• **Stated problem**
Render every line of the records below as a JSON list of strings, with one string per line and blank lines omitted.

• **Records provided**
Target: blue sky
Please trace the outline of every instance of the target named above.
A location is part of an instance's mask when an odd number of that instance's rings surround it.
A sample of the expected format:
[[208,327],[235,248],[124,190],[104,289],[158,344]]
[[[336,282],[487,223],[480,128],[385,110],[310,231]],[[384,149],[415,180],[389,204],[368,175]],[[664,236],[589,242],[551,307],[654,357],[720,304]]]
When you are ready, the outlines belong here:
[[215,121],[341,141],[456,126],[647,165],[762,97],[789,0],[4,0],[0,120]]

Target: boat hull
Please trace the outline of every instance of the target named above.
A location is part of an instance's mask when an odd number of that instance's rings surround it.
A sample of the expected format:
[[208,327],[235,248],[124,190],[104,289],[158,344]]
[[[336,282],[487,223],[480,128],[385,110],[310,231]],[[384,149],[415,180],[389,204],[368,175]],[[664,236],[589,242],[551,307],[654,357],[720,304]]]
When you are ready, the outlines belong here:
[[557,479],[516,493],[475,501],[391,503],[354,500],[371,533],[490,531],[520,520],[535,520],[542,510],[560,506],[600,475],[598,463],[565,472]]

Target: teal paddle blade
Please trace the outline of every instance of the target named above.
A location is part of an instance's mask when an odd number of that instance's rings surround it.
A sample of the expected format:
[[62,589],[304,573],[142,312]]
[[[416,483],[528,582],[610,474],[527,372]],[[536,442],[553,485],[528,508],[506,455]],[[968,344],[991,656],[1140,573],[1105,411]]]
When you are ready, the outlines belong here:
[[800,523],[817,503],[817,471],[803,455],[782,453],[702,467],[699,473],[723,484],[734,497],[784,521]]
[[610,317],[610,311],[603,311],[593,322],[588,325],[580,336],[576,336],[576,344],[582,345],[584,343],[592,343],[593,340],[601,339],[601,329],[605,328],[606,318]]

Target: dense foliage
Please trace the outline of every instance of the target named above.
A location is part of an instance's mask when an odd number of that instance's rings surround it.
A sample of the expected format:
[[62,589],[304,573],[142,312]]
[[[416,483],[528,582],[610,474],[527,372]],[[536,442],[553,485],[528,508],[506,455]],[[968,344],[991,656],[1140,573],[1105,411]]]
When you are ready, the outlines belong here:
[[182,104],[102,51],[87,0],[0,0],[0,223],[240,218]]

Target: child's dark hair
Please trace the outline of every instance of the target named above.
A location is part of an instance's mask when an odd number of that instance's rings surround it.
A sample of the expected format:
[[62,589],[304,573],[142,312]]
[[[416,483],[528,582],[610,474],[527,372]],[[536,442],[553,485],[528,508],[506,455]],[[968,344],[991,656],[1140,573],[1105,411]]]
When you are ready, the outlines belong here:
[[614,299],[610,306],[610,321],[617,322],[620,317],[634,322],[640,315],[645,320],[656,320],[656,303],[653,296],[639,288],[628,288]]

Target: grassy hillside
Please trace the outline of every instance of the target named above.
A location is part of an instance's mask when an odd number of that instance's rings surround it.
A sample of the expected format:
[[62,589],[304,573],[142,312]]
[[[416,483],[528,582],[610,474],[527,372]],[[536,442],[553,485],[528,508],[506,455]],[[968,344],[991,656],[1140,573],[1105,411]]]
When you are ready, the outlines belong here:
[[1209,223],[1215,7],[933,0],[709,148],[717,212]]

• **Task solution**
[
  "Target: blue sky",
  "Please trace the outline of every instance of the target named above.",
  "A location is part of an instance's mask when an odd number of that instance's rings surround it.",
  "A sample of the expected format:",
  "[[208,327],[235,248],[124,190],[104,289],[158,344]]",
  "[[[336,282],[487,223],[480,128],[385,110],[310,231]],[[384,149],[415,180],[389,204],[368,175]],[[664,236],[589,242],[551,307],[654,357],[720,304]]]",
  "When you are ready, the outlines belong here:",
  "[[215,121],[341,141],[456,126],[647,165],[762,97],[789,0],[4,0],[0,120]]",
  "Target: boat hull",
  "Please trace the outline of every instance of the target named above.",
  "A location is part of an instance's mask when an odd number of that instance's rings surround it.",
  "A sample of the expected format:",
  "[[208,327],[235,248],[124,190],[104,289],[158,344]]",
  "[[[336,282],[487,223],[480,128],[385,110],[310,231]],[[384,149],[415,180],[389,204],[368,175]],[[664,236],[589,242],[551,307],[654,357],[720,304]]]",
  "When you are ready, the outlines belong here:",
  "[[557,479],[516,493],[475,501],[391,503],[354,500],[371,533],[490,531],[520,520],[535,520],[542,510],[560,506],[600,475],[598,463],[565,472]]",
  "Target: teal paddle blade",
  "Please trace the outline of every instance of the target named above.",
  "A location is part of an instance's mask when an odd number of that instance's rings surround it.",
  "A sample of the expected format:",
  "[[62,589],[304,573],[142,312]]",
  "[[[416,483],[528,582],[610,474],[527,372]],[[536,442],[553,485],[528,508],[506,455]],[[968,344],[991,656],[1140,573],[1105,411]]]",
  "When you are ready, the outlines belong here:",
  "[[800,523],[817,503],[817,471],[803,455],[782,453],[702,467],[699,473],[723,484],[734,497],[784,521]]",
  "[[610,317],[610,311],[603,311],[593,322],[588,325],[580,336],[576,336],[576,344],[582,345],[584,343],[592,343],[593,340],[601,339],[601,329],[605,328],[606,318]]",
  "Target: dense foliage",
  "Please trace the outline of every instance of the target named above.",
  "A location is part of an instance's mask when an odd number of that instance's rings surround it.",
  "A sample of the expected format:",
  "[[62,589],[304,573],[142,312]]",
  "[[[416,483],[528,582],[610,474],[527,372]],[[536,442],[553,485],[528,508],[506,455]],[[968,344],[991,656],[1140,573],[1105,411]]]",
  "When you are ready, the outlines belong here:",
  "[[182,104],[102,51],[87,0],[0,0],[0,223],[240,218]]",
  "Target: child's dark hair",
  "Please trace the outline of every instance of the target named above.",
  "A location is part of an instance's mask when an odd number of that instance's rings surround it.",
  "A sample of the expected format:",
  "[[62,589],[304,573],[142,312]]",
  "[[[416,483],[528,582],[610,474],[527,372]],[[536,442],[553,485],[528,508],[506,455]],[[968,344],[991,656],[1140,573],[1105,411]]]",
  "When you are ready, the outlines belong here:",
  "[[614,299],[610,306],[610,321],[617,322],[620,317],[634,322],[640,315],[645,320],[656,320],[656,303],[653,296],[639,288],[628,288]]",
  "Target: grassy hillside",
  "Please trace the outline of every instance of the target named above.",
  "A location is part of an instance's mask when an odd number of that instance's rings surround it.",
  "A sample of the expected format:",
  "[[62,589],[304,573],[142,312]]",
  "[[[416,483],[528,582],[610,474],[527,372]],[[536,442],[553,485],[528,508],[506,455]],[[968,344],[991,656],[1140,573],[1105,411]]]",
  "When you are ready, the outlines belong here:",
  "[[1209,223],[1215,7],[933,0],[709,148],[717,212]]"
]